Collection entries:
──────────

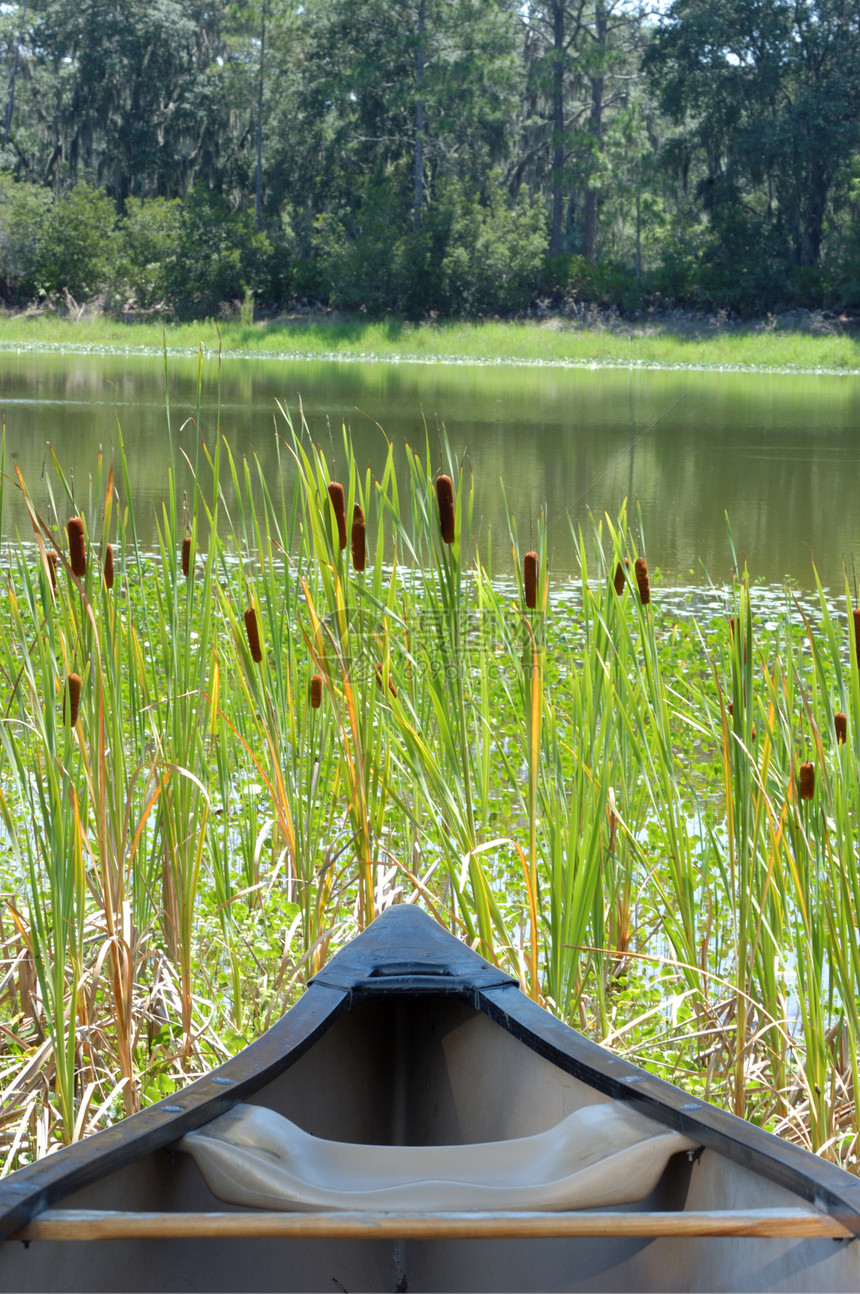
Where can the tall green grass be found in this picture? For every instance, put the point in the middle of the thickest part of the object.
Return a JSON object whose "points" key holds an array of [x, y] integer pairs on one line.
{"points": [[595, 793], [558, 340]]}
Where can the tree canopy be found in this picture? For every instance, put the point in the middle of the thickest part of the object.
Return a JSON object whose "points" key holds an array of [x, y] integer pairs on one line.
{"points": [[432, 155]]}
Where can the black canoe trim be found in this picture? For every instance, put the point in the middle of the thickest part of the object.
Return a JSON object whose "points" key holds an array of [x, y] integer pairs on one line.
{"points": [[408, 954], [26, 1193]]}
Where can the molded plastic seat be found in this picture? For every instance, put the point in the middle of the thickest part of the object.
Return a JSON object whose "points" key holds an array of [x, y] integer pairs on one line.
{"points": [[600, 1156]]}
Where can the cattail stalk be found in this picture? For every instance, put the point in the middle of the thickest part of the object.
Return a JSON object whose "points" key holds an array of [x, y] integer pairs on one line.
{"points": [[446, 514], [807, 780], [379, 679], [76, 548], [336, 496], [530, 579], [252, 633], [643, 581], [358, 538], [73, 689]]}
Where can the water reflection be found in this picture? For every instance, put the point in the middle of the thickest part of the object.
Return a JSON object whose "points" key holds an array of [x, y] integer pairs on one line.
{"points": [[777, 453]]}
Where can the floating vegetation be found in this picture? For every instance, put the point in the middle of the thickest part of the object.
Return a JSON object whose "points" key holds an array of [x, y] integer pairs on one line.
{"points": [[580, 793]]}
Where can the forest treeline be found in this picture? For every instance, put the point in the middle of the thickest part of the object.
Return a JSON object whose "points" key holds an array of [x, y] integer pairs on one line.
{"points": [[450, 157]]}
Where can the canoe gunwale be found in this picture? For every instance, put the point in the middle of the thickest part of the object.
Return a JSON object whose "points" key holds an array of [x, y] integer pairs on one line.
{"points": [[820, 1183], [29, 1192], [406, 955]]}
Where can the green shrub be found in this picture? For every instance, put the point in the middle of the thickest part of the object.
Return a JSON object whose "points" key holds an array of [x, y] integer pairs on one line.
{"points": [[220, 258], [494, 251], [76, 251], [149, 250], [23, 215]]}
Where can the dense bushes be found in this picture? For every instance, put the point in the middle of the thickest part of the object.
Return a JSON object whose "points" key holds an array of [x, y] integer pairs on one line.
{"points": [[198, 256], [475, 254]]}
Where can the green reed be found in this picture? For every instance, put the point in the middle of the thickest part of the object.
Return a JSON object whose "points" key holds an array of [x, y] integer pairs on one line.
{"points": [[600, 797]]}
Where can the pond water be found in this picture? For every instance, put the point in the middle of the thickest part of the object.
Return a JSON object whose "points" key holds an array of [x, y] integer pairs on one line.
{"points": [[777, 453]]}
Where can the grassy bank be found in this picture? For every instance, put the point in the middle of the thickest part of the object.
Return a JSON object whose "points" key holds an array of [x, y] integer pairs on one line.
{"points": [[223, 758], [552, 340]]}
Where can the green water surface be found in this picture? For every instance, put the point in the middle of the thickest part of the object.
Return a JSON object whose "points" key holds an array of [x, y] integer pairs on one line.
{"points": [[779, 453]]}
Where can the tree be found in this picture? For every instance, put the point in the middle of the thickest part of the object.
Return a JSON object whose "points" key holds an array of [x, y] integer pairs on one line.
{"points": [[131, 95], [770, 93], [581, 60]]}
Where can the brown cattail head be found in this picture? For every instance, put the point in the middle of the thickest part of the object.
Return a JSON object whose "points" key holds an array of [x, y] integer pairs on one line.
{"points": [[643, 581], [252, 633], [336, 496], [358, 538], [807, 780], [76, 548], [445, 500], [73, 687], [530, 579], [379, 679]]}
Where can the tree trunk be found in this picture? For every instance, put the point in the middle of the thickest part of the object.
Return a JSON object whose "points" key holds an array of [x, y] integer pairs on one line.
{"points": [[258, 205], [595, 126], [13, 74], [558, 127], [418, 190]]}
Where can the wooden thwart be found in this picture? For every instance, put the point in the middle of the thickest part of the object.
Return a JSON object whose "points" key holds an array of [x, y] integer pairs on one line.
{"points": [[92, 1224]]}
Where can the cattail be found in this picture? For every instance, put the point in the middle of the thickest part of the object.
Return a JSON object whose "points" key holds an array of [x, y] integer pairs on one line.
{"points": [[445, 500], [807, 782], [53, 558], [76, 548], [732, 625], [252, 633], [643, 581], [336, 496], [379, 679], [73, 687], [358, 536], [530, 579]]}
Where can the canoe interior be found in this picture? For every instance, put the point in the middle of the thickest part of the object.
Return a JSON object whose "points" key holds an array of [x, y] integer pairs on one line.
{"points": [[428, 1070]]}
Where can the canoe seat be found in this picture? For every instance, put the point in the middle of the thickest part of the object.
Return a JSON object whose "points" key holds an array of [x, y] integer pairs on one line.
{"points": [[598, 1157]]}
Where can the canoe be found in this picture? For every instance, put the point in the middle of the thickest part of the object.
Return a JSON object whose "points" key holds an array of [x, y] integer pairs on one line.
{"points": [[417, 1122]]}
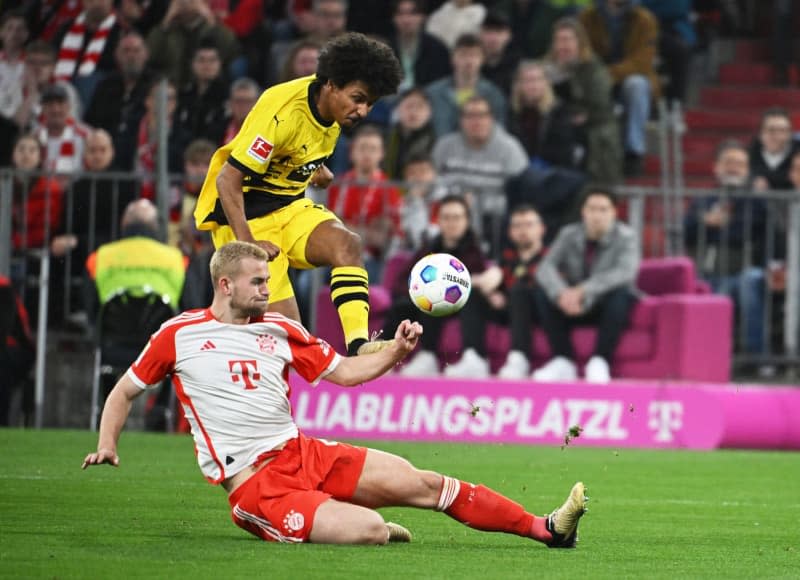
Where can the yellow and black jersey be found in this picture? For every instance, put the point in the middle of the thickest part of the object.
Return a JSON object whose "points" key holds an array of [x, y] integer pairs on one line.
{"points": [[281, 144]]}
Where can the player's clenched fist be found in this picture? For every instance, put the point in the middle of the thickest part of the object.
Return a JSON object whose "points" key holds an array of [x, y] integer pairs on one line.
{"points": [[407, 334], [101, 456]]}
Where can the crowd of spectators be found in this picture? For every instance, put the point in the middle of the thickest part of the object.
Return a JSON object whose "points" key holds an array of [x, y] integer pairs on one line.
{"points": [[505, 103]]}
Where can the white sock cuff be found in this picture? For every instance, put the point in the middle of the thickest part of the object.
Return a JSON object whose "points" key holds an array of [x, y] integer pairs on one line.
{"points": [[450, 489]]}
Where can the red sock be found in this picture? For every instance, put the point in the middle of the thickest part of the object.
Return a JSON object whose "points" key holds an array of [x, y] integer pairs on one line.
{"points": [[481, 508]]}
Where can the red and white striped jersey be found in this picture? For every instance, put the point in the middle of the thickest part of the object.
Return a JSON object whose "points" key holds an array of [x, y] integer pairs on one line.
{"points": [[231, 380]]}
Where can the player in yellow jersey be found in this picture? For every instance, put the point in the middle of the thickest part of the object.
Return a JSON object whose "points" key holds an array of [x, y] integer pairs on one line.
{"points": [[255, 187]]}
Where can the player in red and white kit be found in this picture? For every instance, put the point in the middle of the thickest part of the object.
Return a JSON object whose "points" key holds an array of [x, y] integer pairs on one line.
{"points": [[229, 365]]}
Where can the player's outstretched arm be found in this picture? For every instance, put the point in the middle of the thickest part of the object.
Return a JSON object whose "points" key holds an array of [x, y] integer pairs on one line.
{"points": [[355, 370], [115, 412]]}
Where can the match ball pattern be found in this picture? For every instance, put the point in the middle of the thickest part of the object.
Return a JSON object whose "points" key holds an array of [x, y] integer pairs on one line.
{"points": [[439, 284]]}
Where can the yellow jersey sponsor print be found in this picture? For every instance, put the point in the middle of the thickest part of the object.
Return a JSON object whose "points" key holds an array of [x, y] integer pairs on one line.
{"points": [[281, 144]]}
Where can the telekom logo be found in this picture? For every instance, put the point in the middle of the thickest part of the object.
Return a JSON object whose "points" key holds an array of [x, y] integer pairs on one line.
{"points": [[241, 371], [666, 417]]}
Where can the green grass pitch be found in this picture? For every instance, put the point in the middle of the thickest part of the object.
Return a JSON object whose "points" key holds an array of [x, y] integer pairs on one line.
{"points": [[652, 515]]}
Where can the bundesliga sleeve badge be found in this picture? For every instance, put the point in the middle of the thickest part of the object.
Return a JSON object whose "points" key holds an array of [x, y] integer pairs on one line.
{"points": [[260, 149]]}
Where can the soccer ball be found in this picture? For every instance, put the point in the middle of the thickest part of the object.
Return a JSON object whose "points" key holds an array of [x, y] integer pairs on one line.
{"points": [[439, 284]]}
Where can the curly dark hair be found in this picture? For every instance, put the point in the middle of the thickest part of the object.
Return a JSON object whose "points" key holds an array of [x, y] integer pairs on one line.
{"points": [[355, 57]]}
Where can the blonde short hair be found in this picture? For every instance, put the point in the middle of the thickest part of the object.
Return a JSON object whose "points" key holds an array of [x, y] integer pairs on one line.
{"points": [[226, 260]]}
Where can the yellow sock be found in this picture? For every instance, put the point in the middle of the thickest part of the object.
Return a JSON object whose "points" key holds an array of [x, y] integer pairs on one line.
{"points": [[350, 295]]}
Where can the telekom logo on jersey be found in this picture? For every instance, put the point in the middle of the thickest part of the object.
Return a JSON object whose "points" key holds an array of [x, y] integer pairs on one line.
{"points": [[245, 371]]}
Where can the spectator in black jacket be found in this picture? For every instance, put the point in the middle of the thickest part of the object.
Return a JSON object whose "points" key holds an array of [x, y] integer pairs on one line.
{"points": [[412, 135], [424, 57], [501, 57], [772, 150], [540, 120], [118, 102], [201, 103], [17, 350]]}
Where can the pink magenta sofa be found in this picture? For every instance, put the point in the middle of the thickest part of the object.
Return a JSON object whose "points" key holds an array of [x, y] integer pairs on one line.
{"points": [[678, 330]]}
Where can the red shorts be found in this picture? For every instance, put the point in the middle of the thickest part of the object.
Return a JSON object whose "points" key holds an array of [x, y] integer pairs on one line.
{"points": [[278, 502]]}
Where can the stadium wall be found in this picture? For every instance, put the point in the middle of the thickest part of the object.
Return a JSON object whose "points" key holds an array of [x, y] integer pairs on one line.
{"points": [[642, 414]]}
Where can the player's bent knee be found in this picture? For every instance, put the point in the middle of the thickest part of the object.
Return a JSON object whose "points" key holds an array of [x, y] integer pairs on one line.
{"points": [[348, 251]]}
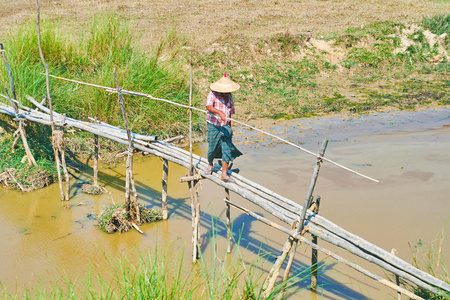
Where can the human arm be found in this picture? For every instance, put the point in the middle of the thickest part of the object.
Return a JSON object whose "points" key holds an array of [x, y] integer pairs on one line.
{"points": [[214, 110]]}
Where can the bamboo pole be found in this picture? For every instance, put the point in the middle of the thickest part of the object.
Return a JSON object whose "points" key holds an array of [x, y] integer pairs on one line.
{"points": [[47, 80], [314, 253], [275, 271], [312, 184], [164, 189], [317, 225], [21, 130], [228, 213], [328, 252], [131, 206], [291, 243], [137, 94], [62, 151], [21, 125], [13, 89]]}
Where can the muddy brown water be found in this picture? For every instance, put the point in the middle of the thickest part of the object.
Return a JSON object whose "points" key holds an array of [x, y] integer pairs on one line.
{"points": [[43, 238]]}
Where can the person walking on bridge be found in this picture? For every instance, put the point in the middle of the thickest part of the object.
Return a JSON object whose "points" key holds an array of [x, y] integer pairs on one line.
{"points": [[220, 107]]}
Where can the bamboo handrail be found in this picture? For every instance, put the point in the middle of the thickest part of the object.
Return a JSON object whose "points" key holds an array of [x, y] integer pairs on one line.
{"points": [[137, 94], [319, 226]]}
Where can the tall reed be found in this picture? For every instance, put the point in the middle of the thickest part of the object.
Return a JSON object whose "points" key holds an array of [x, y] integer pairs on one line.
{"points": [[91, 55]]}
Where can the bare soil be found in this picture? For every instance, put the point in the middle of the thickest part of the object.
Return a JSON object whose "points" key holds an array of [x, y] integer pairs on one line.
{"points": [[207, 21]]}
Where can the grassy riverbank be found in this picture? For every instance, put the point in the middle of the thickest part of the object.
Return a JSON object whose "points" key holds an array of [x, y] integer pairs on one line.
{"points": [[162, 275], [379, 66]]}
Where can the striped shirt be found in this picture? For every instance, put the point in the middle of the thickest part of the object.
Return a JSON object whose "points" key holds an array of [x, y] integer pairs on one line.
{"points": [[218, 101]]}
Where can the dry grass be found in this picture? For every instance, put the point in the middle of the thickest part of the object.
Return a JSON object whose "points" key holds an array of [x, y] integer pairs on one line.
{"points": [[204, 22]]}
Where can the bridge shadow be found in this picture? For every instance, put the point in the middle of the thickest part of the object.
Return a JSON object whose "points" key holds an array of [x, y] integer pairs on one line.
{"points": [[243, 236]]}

──────────

Sift through the entries and copy every line with "bamboo".

Where can the bamboo pole be found in this picture? For every instance, put the point in the middle of the thickest part of the object.
Where can the bamboo handrail be found in this picture? For every instance, put the point in the middle of the thickest part of the object.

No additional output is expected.